What to work on: Reproduce the stretch of the items below from the line containing "Put a point on every instance of the forested" through the line containing "<point>992,342</point>", with no changes.

Data for this exercise:
══════════════════════════════

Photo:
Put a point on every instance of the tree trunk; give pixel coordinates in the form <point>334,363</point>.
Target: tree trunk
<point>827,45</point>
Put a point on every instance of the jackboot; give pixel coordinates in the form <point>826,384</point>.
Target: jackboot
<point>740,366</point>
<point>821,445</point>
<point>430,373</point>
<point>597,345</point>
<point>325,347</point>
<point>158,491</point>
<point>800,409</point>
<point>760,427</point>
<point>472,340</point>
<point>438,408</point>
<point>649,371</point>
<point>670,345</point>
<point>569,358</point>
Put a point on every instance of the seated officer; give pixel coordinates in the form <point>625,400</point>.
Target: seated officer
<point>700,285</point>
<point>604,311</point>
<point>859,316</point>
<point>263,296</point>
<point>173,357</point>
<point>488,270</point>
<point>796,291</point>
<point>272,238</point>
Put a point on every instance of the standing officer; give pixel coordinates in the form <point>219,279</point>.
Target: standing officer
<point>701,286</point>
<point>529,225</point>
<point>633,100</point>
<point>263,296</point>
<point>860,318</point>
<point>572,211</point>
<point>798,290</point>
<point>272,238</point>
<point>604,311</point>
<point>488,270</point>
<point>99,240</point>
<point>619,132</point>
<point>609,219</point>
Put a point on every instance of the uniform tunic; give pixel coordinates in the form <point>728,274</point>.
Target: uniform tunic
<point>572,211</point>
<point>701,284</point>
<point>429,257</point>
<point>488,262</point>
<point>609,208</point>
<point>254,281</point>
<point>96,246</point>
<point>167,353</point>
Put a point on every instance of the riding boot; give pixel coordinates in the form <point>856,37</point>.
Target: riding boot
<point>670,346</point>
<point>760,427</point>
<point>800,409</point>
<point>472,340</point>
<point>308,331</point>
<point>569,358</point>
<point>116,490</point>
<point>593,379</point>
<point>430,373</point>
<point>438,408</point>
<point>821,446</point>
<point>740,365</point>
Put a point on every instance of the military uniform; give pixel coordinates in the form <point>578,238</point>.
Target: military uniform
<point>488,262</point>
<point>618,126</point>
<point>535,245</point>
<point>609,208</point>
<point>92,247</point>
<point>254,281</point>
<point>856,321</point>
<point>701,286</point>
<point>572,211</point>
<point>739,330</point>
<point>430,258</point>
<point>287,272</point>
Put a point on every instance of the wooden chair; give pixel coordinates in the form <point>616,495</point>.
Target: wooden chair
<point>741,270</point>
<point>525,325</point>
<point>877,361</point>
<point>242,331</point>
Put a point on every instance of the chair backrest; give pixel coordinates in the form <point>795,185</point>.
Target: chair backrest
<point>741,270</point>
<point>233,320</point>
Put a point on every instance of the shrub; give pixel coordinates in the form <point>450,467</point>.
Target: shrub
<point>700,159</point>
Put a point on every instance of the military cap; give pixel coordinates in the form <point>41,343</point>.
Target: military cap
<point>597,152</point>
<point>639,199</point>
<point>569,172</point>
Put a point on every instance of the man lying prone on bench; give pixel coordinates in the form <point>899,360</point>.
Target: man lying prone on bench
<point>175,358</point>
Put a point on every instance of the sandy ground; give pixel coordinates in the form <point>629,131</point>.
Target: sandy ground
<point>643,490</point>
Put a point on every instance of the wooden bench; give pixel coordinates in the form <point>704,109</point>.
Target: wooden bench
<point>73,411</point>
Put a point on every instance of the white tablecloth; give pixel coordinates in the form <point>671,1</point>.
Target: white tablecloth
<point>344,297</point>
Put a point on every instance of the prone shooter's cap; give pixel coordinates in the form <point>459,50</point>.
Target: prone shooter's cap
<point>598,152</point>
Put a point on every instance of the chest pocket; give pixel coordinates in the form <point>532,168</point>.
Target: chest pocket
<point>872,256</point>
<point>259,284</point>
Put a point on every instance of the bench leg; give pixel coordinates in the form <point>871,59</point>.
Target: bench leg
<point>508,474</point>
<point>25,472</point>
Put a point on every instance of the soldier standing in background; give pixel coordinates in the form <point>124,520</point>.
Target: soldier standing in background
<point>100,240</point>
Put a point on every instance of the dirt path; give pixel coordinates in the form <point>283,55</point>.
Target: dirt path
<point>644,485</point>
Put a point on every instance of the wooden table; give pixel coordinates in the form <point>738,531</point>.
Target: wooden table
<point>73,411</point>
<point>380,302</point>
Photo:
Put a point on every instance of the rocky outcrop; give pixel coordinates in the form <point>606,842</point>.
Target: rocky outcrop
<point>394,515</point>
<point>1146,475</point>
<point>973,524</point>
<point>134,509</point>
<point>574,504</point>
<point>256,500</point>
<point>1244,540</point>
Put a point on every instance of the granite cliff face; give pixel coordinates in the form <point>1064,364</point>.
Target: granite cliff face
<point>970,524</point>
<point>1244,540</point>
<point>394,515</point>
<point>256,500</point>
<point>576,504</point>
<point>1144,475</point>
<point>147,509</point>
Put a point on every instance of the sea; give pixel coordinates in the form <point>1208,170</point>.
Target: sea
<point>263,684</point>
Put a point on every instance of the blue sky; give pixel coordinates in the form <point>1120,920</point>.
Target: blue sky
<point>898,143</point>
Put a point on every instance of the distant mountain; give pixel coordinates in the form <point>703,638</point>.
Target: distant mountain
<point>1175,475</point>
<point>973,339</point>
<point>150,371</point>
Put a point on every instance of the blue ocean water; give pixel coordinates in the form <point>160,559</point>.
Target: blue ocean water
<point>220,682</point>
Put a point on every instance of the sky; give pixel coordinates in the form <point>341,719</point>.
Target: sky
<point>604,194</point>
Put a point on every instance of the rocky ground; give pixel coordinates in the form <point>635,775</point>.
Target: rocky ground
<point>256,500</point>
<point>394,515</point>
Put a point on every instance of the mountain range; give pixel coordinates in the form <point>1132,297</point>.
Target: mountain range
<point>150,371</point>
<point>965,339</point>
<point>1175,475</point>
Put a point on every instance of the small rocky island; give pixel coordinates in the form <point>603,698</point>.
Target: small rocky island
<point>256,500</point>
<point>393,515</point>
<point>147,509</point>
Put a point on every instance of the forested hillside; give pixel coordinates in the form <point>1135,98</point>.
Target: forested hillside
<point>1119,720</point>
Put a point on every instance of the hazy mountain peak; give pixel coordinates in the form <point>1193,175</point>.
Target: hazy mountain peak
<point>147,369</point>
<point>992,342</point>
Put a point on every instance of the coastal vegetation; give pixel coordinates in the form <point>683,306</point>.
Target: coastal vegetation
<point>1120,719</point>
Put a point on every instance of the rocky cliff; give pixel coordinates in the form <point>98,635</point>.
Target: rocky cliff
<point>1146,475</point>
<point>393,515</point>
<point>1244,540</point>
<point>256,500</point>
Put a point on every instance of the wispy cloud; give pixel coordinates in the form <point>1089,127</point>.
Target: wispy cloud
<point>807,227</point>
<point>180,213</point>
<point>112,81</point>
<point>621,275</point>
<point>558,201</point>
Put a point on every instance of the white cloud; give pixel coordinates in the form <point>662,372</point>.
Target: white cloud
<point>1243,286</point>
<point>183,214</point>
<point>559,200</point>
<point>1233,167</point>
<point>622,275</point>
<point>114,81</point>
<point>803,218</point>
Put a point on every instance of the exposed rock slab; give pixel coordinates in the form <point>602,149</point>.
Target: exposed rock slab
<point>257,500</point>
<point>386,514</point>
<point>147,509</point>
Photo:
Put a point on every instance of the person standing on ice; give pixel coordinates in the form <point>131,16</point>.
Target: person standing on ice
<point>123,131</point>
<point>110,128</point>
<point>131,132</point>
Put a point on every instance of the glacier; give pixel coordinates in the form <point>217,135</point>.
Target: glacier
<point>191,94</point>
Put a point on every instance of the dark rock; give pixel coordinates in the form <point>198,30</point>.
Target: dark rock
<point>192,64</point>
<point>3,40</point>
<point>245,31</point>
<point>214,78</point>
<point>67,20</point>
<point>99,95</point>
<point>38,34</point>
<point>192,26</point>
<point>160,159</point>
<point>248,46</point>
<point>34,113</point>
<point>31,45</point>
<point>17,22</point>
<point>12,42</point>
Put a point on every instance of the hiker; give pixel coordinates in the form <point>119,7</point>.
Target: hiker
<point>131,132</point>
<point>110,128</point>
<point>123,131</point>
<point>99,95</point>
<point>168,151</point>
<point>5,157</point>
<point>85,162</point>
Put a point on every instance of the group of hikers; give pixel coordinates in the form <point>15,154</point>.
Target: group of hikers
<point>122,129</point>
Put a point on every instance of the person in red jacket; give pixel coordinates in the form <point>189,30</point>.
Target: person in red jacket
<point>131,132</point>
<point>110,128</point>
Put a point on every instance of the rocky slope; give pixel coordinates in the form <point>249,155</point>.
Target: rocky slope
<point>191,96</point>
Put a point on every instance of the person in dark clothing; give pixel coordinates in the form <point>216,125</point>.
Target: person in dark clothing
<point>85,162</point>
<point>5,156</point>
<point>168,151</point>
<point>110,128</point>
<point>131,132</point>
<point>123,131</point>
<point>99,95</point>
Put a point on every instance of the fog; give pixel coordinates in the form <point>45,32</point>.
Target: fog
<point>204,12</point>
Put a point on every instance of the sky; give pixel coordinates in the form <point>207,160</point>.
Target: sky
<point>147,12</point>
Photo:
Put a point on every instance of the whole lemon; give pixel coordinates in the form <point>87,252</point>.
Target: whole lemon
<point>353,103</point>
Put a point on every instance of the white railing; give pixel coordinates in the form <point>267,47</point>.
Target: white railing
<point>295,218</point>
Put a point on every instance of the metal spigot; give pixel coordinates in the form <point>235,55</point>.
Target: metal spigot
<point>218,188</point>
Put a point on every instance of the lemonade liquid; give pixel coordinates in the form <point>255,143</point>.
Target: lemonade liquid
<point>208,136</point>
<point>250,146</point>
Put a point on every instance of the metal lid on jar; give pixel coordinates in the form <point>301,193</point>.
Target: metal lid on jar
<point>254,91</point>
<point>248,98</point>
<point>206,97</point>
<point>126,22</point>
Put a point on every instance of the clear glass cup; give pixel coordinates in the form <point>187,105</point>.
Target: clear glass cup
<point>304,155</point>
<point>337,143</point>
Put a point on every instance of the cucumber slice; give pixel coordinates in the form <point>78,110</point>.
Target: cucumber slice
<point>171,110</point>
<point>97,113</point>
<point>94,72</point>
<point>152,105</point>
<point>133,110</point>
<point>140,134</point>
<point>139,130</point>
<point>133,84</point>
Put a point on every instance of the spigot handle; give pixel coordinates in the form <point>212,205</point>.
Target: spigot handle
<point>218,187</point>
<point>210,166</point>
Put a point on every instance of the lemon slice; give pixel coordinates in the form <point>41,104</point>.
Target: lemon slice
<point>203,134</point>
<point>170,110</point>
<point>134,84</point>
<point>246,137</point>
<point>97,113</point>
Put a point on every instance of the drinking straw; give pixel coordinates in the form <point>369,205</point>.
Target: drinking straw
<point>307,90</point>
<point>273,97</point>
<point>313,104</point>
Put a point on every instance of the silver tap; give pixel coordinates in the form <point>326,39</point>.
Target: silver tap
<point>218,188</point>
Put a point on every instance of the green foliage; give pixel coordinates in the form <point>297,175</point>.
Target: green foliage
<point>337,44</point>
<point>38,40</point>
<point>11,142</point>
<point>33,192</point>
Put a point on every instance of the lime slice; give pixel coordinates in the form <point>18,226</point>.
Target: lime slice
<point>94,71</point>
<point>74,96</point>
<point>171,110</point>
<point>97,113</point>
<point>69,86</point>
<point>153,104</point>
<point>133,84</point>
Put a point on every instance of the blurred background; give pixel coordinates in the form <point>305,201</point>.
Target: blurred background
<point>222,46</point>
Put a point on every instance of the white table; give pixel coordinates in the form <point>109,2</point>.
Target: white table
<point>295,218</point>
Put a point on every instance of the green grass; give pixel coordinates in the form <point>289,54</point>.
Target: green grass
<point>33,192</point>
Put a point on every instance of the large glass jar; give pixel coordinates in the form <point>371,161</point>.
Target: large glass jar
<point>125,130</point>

══════════════════════════════

Answer to this problem:
Put a point on every instance of the forested hillside; give pixel coordinates in the form <point>1135,98</point>.
Target: forested hillside
<point>1119,720</point>
Put a point on every instance of the hazy mountain peak; give pixel coordinates in the form <point>1193,175</point>.
Target: hazy mountain peak
<point>147,369</point>
<point>992,342</point>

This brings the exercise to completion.